**Brief**
Report back every line below that carries the word "dark".

Top of Information supplied

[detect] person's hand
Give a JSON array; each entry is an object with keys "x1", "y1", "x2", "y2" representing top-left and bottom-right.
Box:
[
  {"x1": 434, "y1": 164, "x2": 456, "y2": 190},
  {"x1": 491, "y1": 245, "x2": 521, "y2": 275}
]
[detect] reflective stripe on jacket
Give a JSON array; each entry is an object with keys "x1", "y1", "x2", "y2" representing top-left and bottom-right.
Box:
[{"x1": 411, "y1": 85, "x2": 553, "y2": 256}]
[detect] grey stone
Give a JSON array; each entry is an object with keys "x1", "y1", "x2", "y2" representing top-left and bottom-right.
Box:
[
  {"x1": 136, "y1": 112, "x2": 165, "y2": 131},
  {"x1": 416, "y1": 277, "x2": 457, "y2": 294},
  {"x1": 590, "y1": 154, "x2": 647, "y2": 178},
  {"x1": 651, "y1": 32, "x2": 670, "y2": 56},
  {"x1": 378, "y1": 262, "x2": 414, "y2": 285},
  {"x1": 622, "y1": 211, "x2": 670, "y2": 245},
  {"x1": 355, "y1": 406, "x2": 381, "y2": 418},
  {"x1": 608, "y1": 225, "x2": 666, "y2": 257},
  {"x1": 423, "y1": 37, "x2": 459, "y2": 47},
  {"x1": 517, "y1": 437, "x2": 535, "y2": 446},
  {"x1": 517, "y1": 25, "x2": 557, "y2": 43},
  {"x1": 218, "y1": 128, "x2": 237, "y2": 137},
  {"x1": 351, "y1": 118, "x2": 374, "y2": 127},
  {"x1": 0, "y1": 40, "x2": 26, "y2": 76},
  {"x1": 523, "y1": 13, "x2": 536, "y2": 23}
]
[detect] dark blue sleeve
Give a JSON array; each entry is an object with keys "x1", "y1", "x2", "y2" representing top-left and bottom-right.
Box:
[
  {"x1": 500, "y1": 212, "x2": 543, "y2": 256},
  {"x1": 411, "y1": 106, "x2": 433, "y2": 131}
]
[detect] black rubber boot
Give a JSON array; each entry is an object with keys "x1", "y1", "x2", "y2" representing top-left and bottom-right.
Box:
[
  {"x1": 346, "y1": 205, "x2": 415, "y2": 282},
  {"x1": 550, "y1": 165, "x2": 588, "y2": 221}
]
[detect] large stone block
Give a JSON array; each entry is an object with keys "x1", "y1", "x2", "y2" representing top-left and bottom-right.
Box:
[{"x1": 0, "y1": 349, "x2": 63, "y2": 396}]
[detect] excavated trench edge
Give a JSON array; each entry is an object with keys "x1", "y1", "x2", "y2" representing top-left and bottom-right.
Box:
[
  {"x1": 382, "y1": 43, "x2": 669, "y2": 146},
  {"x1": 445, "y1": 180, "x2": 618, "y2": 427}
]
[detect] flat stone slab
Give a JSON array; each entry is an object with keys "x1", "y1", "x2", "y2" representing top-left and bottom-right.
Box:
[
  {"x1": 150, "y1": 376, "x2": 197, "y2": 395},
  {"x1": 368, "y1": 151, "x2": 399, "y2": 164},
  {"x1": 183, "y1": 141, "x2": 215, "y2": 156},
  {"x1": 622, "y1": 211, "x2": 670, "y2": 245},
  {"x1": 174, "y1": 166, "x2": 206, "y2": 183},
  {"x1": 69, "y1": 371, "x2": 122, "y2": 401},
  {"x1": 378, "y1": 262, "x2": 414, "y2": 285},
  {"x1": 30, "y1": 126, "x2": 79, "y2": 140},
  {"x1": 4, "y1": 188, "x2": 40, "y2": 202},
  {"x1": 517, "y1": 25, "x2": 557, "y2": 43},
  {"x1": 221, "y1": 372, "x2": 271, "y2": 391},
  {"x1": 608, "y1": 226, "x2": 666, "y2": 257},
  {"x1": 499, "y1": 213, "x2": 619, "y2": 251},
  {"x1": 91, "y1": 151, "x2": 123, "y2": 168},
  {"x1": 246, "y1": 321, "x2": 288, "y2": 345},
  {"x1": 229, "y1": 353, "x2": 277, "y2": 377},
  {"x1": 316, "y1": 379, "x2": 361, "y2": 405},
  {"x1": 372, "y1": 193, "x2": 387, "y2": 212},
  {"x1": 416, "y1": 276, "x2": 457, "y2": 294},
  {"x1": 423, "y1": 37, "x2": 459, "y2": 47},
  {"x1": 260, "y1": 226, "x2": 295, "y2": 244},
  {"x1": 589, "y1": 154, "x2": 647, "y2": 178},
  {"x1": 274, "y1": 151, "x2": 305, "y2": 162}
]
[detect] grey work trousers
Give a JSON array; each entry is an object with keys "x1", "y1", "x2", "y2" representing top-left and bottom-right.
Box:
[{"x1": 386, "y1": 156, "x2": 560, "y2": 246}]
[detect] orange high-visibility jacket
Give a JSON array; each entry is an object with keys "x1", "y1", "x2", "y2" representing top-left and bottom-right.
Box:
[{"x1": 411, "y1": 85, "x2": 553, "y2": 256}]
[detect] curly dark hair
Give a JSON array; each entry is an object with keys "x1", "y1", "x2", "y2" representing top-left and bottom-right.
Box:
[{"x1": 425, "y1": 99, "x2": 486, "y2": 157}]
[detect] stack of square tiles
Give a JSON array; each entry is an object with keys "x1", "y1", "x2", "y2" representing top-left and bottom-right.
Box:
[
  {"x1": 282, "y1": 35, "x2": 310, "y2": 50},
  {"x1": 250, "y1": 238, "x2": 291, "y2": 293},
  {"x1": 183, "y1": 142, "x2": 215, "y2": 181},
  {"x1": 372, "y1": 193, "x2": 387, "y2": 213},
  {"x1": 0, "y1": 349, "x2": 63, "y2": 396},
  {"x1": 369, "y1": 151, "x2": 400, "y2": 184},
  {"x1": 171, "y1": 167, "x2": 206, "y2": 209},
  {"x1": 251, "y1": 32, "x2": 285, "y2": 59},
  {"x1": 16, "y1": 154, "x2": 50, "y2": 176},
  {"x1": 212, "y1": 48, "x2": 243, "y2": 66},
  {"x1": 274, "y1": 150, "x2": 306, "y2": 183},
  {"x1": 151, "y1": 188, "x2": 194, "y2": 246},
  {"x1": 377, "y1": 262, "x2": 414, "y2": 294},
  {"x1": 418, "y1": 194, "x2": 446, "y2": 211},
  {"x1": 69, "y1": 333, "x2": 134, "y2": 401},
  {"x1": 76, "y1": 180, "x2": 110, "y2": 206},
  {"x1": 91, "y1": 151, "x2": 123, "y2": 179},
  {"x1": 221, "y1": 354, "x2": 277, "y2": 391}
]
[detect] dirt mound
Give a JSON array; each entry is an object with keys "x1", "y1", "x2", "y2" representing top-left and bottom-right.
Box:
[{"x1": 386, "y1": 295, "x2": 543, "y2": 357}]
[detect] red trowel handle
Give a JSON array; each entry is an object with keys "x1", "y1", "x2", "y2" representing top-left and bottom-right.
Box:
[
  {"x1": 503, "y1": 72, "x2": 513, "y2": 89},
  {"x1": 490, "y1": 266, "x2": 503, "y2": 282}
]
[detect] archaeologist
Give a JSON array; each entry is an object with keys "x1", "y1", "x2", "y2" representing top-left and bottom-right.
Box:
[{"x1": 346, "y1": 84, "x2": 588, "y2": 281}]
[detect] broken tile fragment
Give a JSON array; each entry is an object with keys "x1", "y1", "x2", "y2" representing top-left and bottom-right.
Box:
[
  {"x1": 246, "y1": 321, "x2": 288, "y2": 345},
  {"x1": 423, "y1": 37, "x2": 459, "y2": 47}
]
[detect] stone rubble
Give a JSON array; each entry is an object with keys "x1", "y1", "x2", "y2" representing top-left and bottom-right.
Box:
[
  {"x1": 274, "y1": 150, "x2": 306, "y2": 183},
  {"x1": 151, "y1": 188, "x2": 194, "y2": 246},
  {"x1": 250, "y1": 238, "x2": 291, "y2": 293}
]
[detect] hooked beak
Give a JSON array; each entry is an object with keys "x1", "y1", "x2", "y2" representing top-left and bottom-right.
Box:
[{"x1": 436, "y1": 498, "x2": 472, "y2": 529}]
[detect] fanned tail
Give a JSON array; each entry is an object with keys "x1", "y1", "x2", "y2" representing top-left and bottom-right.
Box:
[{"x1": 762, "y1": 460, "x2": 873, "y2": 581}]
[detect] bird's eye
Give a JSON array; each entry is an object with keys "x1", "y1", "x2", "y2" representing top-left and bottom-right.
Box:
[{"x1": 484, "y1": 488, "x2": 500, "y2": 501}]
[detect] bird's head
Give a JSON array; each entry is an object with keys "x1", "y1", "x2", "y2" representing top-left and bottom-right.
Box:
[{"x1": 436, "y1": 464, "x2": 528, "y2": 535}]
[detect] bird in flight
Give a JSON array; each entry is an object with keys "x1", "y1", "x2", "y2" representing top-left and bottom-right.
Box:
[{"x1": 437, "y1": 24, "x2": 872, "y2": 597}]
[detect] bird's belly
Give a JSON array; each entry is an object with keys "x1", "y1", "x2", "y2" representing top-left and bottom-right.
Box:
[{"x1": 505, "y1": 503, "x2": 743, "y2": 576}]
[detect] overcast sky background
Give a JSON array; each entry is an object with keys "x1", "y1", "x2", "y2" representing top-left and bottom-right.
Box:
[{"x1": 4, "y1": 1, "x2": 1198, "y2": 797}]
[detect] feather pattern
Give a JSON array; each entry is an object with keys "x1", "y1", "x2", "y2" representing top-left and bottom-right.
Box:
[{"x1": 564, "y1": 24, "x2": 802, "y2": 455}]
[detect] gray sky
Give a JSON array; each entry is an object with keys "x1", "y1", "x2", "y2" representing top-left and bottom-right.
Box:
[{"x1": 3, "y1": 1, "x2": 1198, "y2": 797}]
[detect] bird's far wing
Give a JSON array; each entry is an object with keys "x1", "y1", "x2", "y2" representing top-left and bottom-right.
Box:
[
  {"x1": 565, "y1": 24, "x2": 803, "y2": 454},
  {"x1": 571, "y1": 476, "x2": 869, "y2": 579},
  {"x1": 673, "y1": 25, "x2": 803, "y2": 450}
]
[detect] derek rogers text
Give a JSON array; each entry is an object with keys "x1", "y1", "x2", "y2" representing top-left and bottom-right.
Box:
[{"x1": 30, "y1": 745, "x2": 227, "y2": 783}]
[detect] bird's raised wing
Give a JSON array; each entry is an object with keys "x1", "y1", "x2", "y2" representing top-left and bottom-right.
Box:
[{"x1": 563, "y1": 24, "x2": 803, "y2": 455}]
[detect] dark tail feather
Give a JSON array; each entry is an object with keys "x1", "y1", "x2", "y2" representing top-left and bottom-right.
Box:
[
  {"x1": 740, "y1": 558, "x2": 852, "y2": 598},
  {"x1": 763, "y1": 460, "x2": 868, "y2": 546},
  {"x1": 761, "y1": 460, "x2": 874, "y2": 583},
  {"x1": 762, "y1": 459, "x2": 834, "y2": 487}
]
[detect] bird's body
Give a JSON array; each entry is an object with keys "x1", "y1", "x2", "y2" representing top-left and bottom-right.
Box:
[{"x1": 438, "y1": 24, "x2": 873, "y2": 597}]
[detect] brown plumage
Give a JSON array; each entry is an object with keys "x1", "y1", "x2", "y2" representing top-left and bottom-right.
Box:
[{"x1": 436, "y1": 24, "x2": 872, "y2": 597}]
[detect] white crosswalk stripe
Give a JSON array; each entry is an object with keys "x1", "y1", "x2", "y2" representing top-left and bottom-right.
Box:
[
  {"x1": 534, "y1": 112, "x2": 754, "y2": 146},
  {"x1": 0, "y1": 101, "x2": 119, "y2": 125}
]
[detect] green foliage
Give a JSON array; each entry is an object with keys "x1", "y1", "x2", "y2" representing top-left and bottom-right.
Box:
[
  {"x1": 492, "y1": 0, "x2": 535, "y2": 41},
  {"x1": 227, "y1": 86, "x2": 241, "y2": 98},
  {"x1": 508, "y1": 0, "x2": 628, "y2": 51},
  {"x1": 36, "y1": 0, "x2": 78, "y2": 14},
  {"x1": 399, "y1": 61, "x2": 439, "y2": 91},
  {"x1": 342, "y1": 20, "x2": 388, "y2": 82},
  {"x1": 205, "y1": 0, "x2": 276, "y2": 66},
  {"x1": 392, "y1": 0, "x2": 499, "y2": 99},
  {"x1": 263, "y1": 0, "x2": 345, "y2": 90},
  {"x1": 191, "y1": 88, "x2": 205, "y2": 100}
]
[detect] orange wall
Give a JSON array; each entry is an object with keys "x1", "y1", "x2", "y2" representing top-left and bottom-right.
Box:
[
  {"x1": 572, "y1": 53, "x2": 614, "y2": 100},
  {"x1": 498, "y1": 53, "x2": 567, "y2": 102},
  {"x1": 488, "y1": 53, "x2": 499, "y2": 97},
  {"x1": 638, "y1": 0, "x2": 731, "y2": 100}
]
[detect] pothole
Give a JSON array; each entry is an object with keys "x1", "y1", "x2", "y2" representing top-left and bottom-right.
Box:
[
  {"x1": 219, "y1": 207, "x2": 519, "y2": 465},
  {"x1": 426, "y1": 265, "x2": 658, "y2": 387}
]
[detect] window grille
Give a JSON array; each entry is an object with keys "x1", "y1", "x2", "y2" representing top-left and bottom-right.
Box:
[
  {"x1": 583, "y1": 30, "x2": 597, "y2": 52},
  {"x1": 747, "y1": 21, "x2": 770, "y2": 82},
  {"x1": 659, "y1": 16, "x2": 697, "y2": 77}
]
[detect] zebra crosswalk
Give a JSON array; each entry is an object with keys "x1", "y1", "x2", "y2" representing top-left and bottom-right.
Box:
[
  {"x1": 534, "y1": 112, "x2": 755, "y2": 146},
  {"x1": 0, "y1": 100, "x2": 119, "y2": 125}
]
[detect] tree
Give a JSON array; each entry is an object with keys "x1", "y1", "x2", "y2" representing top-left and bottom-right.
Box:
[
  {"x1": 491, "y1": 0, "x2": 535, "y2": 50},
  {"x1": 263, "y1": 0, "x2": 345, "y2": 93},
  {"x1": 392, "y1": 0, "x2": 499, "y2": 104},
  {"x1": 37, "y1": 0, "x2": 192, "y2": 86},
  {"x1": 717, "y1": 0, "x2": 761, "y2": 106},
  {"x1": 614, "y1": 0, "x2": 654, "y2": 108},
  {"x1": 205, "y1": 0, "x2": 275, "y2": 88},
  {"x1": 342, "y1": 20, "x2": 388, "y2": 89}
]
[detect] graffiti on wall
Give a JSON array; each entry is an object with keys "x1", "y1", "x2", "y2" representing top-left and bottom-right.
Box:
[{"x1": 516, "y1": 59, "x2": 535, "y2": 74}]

Bottom of Information supplied

**Solved problem**
[detect] dark blue sleeve
[detect] curly dark hair
[detect] dark tail feather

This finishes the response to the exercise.